▶ _Stated problem_:
Count the lines in the records below that contain the string "array", matching case exactly. Reply with the number alone.

▶ _Records shown_:
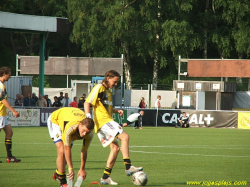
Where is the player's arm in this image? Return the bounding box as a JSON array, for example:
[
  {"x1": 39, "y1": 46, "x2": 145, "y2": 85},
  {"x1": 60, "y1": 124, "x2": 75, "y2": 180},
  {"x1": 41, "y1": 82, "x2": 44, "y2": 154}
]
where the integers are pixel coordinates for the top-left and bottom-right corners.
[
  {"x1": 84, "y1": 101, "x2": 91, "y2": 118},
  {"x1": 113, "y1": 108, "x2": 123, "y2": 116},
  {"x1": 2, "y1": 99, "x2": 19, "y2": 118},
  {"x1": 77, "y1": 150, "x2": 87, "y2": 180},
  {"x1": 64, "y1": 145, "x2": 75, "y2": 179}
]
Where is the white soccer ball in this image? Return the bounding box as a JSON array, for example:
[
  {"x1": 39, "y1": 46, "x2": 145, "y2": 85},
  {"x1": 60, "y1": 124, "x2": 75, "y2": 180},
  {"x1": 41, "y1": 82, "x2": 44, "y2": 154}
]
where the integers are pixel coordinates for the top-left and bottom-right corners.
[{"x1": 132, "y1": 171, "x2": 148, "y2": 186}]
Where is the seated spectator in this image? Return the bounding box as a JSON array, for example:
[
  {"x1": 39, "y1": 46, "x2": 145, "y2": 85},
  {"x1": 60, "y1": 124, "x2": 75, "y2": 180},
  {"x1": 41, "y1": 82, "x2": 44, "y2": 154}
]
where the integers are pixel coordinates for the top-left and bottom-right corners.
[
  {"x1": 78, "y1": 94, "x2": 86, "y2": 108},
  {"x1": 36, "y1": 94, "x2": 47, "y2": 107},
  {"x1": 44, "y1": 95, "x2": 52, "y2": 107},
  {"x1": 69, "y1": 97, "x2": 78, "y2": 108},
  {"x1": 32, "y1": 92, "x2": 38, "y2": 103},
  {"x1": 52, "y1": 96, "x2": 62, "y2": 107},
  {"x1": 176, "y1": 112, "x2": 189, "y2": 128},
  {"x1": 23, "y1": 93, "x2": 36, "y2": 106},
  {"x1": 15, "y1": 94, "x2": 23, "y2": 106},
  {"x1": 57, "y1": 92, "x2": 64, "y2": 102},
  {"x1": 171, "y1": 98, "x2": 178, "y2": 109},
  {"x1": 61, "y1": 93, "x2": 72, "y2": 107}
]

▶ _Output of the task_:
3